TO BE DONE
Please arrange the lines from the one containing "If you could pick out the white stripe" through the end of the entries as a Markdown table with two columns, Row and Content, numbering each line and skipping blank lines. Leave the pictures out of the table.

INPUT DATA
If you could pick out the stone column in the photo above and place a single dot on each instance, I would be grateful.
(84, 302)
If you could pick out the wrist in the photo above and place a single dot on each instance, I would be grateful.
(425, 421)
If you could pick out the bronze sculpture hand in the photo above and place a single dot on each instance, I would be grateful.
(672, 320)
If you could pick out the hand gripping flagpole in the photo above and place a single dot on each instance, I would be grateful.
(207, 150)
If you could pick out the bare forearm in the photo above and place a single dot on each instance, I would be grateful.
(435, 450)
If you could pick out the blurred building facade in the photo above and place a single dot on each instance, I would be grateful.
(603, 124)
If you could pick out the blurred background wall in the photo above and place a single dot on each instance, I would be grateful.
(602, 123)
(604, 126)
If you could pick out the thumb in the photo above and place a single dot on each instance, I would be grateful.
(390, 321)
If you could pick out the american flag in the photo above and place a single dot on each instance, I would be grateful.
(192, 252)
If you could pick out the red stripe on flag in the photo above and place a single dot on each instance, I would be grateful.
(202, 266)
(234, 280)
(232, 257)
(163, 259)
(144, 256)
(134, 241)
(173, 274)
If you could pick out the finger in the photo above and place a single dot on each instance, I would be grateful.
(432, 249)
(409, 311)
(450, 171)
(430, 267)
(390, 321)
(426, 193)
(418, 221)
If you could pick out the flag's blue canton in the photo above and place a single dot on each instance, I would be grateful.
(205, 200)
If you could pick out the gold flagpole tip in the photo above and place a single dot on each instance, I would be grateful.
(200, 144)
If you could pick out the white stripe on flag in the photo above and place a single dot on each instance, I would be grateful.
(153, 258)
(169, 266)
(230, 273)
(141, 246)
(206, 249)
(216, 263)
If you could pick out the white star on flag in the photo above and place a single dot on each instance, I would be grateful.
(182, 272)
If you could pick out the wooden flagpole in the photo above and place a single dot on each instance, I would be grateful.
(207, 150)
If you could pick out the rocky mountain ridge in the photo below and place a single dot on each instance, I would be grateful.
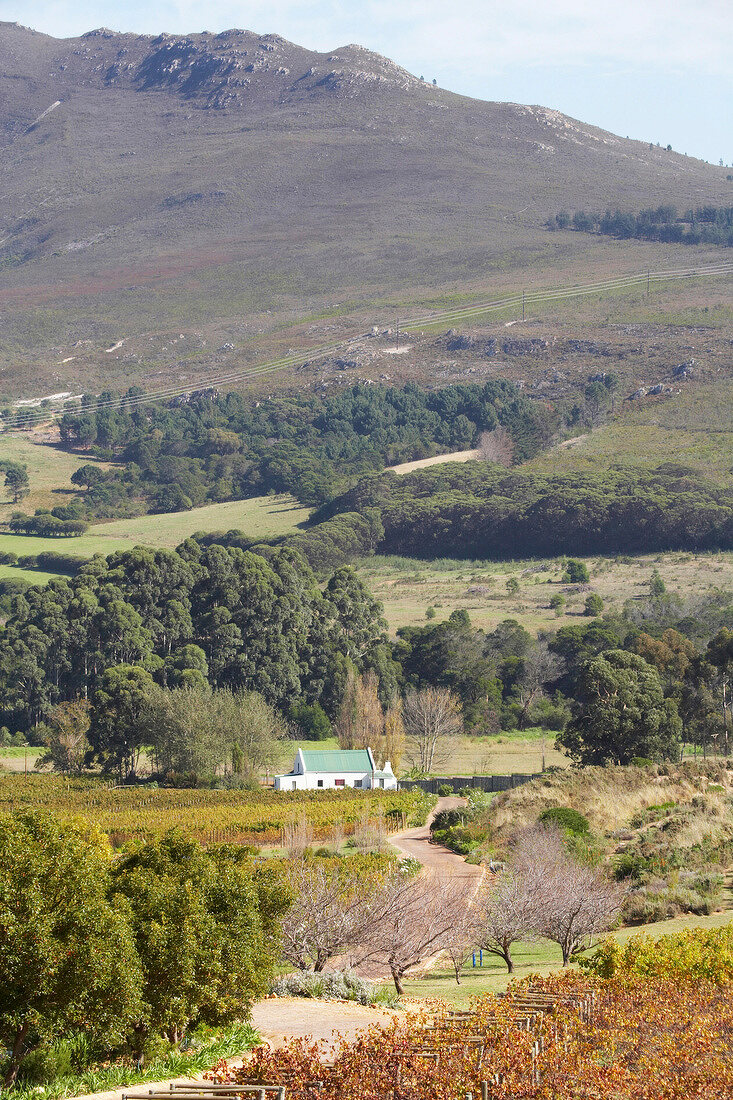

THE COMPLETED TASK
| Row | Content |
|---|---|
| 1 | If you could pick out the white stripe on flag in the photo above and place a single dot on each instance, I would be grateful. |
| 2 | (153, 258) |
| 3 | (169, 266) |
| 4 | (230, 273) |
| 5 | (141, 246) |
| 6 | (206, 249) |
| 7 | (216, 263) |
| 8 | If you could pick out the white star on flag in the photo above and place a single dot on each instance, I would be grateful. |
| 9 | (182, 272) |
| 10 | If you could pick out the wooden flagpole in the photo above and place a single dot on each instance, I would be grateful. |
| 11 | (207, 150) |
| 12 | If you could pick out the rocky mountain ridge in the photo below and place a single dot on each instance, I would be grateful. |